• Aufgabe
Welches Marktzugangshemmnis will die FDP laut dem Text über Apothekenketten ausdrücklich abschaffen?

• Vorliegender Text

################

Apothekenketten – selbst die einstigen Ketten-Rasselbanden SPD und Grüne nehmen dieses Unwort nicht mehr in den Mund. Vielleicht, weil sie eingesehen haben, dass Apothekenketten nichts bringen und dass die Versorgung nicht besser wird? Die FDP scheint das nicht mitbekommen zu haben. Bei ihrem Versuch, wieder Oberwasser zu bekommen und möglicherweise in den nächsten Bundestag einzuziehen, probt sie erstmal den neoliberalen Rundumschlag. Der Apothekenmarkt soll dereguliert werden: Apotheken an die Kette, fordert sie frech, „weitere Marktzugangshemmnisse wie das Fremdbesitzverbot müssen abgeschafft werden“. Damit ist die FDP Deutschlands erste und einzige Partei, die Ketten-Pharmazie so unverblümt fordert. Das traut sich nicht mal der SPD-Gerechtigkeits-Messias Schulz. Und was sagt da unser ABDA-Präsident dazu? Geht er auf die Palme? Tritt er aus der FDP aus? Schreibt er einen offenen Protest-Brief an die Liberalen? Ooch, mein liebes Tagebuch, weißt du, „die Aussagen des FDP-Wahlprogramms zur Arzneimittelversorgung und zum Apothekennetz in Deutschland sind inkonsistent“, tönt es intellektuell geschliffen aus dem Berliner Lindencorso. Der Anspruch auf eine hochwertige Versorgung und die vorgeschlagenen Instrumente passen leider nicht zusammen, säuselt der Präsident. Ach was – und das ist alles? Ein bisschen inkonsistent und nicht passend? Da fordert eine Partei die Abschaffung unseres heutigen Apothekenwesens und will Ketten, und unser Präsident versucht dieser Partei liebevoll zu erklären, dass „Gesundheit kein Gut wie jedes andere ist“. Nee, nee, lieber Herr Präsident, diese Sprache verstehen marktliberale Jungspunde nicht. Versuchen Sie mal eine deutlich scharfe Ablehnung von Kettenpharmazie mit 140 Twitterbuchstaben zu formulieren – vielleicht kommt’s dann auf den Punkt.


Ein Apotheker und zwei Apothekerinnen aus der Hüffenhardter Region nehmen das Noweda-Angebot an: Mit Unterstützung der Genossenschaft leiten sie rechtliche Schritte gegen das „rücksichtslose Vorgehen“ des Versenders DocMorris und seinen Arzneimittel-Abgabeautomaten in Hüffenhardt ein. Die drei tapferen Apothekers wollen die Verstöße gegen die Apothekenbetriebsordnung nicht mehr hinnehmen. Sie schickten Abmahnungen an den Versender und fordern ihn auf, eine Unterlassungs- und Verpflichtungserklärung abzugeben. „Für DocMorris scheint das hier der Wilde Westen zu sein“, erklären die drei wackeren Apothekers, wirtschaftliche Interessen würden da einfach ohne Rücksicht auf geltendes Recht und bestehende, gut funktionierende Versorgungsstrukturen durchgesetzt, argumentieren sie. Wenn nötig wollen die drei auch dagegen klagen, mit Unterstützung des Großhändlers.

################

• Bereitgestellte Daten
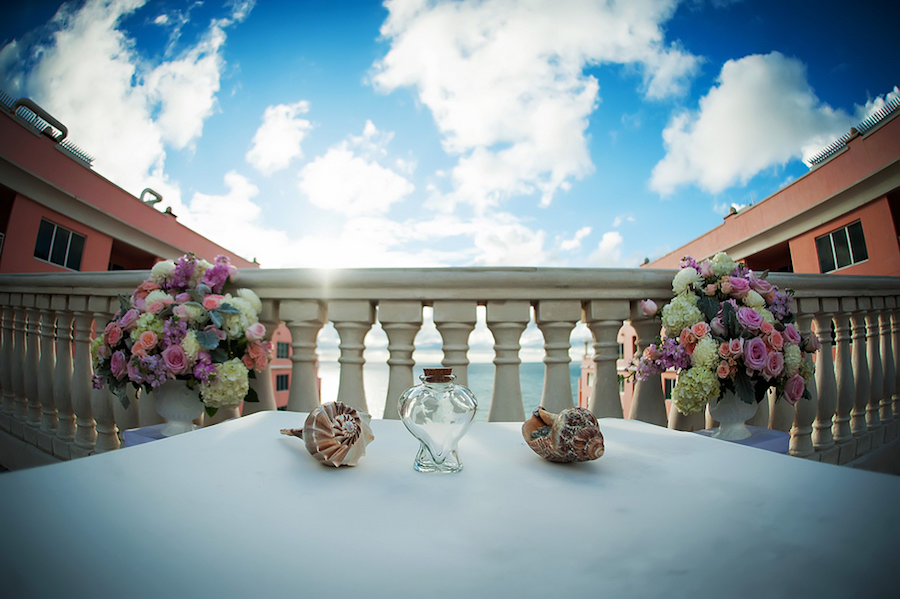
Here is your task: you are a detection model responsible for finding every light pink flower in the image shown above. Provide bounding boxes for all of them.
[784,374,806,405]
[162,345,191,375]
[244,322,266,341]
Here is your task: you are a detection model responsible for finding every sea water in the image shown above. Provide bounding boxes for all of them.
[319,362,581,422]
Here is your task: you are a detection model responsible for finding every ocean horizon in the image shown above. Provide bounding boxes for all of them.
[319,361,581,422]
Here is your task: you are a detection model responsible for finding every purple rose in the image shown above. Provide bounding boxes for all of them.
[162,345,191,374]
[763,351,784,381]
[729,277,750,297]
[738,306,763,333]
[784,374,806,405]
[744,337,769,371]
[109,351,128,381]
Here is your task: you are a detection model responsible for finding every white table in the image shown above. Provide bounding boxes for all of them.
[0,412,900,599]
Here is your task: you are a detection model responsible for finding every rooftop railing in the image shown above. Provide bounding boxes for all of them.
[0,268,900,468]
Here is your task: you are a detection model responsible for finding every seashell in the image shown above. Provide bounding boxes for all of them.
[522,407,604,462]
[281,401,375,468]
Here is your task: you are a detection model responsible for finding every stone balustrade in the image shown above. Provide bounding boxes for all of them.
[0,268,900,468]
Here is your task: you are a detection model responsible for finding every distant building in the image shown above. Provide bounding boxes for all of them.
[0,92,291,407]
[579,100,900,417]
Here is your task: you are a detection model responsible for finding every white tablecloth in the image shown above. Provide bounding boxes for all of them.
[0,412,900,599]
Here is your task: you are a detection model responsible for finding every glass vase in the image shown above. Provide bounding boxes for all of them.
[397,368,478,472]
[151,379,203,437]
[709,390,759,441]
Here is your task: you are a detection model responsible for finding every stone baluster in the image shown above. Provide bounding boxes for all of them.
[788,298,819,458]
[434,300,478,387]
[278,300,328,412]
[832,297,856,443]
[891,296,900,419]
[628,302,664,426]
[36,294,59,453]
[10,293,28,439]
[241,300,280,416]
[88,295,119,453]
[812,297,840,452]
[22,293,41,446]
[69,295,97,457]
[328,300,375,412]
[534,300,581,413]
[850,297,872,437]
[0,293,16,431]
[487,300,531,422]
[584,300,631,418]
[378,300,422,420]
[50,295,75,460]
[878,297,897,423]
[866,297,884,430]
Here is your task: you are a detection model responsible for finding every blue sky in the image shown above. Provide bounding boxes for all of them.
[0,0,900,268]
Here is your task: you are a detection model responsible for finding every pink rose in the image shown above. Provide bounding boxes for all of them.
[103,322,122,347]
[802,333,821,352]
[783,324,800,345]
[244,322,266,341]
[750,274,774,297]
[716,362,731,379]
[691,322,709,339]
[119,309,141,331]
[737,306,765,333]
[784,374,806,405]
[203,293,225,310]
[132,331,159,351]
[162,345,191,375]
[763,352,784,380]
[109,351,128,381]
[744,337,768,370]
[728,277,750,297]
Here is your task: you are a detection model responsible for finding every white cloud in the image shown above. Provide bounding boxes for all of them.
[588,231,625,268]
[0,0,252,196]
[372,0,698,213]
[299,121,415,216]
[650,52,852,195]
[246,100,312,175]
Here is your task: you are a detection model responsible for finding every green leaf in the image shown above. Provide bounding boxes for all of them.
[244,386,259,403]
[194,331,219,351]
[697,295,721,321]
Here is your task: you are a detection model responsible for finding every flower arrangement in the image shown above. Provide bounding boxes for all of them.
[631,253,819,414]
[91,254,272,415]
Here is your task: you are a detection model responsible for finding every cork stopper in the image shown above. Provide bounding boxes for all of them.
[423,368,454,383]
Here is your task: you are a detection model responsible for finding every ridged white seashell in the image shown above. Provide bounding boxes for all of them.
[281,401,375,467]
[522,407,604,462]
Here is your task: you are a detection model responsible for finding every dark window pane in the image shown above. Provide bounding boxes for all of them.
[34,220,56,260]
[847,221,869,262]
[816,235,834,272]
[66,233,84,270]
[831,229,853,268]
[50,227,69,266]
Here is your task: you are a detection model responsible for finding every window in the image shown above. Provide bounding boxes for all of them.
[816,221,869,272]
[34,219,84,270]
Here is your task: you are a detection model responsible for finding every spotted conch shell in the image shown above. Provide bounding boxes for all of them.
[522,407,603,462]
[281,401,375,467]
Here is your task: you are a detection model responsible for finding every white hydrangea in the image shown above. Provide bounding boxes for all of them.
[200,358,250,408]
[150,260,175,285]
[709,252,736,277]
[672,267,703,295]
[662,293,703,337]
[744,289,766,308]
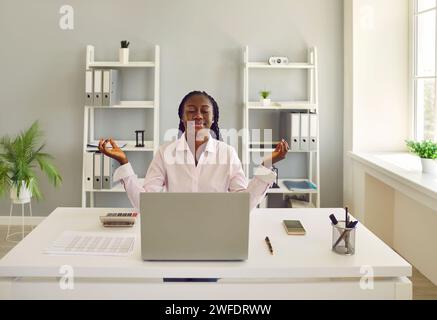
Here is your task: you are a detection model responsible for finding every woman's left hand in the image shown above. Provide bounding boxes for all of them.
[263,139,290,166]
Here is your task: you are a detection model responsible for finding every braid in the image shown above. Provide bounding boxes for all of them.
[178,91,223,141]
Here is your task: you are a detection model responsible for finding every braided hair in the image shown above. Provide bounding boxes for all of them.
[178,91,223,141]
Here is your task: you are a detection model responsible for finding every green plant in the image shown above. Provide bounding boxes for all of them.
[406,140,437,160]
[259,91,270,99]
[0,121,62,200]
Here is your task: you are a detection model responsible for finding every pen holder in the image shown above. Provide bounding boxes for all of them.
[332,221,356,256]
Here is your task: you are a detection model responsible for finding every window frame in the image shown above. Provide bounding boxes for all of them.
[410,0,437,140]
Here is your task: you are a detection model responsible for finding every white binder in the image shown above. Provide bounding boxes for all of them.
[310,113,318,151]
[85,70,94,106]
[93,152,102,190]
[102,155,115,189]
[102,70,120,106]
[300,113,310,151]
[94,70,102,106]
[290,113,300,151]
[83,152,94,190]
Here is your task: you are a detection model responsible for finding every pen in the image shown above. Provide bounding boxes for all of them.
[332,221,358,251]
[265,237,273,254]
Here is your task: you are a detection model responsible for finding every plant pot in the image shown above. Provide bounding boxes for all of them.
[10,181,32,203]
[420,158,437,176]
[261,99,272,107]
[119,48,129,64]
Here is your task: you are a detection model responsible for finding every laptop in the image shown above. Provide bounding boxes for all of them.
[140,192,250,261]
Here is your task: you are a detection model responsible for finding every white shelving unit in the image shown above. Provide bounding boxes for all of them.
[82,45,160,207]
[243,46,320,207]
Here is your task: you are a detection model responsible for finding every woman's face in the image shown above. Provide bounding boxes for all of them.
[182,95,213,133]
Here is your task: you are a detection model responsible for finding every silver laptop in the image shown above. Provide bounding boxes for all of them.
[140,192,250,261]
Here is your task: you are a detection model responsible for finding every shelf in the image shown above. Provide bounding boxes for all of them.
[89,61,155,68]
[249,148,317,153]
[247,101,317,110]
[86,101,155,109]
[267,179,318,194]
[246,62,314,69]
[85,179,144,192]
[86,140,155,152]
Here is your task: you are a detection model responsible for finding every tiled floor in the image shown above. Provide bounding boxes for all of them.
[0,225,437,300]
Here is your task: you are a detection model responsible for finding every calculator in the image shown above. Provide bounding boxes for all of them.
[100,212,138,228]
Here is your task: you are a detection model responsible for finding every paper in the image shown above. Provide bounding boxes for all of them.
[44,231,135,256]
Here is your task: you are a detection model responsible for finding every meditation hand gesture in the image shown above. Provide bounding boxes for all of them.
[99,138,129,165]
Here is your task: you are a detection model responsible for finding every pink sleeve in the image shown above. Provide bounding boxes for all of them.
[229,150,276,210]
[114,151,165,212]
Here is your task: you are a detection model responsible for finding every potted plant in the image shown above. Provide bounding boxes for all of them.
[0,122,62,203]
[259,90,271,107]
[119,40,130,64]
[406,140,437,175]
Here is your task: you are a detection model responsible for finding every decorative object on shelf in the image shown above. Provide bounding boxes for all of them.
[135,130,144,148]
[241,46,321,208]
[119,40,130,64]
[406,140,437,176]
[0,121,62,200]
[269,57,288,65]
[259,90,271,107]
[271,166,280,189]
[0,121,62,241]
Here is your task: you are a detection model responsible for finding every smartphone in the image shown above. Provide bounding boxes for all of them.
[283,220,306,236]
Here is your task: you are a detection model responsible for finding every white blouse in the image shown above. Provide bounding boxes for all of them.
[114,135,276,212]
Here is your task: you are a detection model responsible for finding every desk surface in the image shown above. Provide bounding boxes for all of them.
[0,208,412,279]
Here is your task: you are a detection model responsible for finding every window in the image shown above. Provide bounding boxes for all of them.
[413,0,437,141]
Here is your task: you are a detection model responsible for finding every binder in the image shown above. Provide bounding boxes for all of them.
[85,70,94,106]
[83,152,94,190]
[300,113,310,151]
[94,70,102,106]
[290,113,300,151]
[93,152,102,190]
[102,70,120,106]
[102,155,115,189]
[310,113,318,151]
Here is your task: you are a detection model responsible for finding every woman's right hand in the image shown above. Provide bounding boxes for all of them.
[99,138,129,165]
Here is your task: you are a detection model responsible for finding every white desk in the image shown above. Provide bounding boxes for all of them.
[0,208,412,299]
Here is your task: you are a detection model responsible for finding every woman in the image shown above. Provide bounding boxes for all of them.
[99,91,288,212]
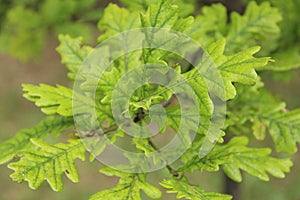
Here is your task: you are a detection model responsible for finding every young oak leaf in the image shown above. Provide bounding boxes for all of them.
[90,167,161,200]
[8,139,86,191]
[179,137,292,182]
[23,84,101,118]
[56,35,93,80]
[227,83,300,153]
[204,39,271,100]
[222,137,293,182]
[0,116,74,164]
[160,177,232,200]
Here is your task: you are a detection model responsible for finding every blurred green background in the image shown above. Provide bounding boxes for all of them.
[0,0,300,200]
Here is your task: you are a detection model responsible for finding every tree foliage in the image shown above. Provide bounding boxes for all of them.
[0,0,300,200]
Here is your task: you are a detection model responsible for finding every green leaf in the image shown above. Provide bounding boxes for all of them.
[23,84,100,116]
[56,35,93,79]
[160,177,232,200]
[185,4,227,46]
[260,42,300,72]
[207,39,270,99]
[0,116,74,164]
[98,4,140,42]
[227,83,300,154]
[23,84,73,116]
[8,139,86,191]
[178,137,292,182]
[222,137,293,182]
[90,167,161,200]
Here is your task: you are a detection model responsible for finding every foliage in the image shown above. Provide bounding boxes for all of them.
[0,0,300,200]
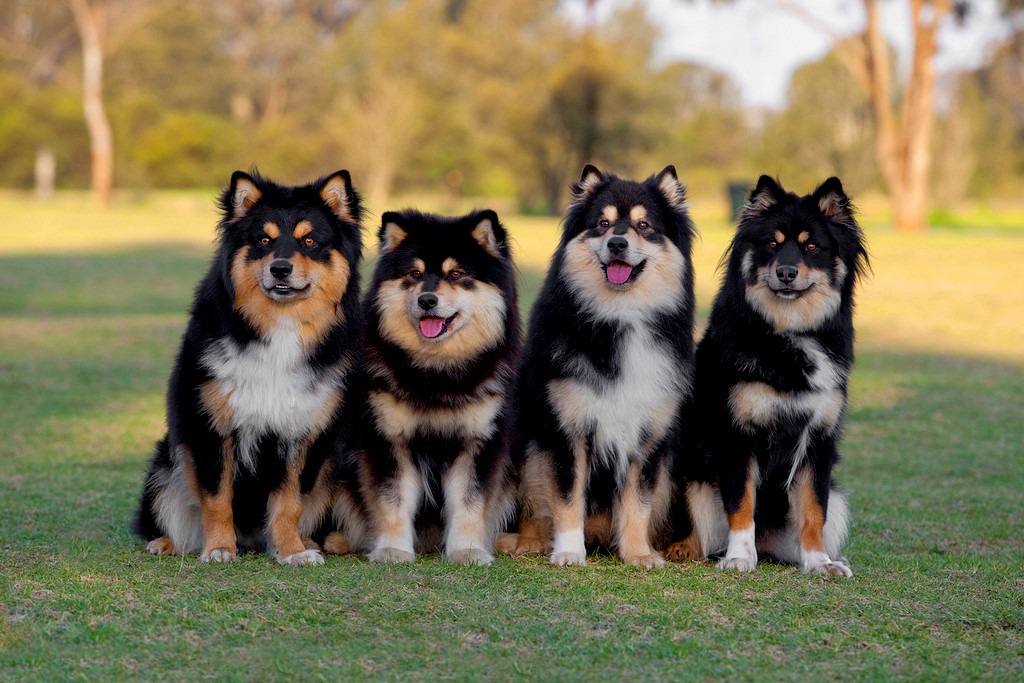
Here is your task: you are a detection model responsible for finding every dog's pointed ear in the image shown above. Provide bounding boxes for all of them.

################

• Antwort
Das Fremdbesitzverbot.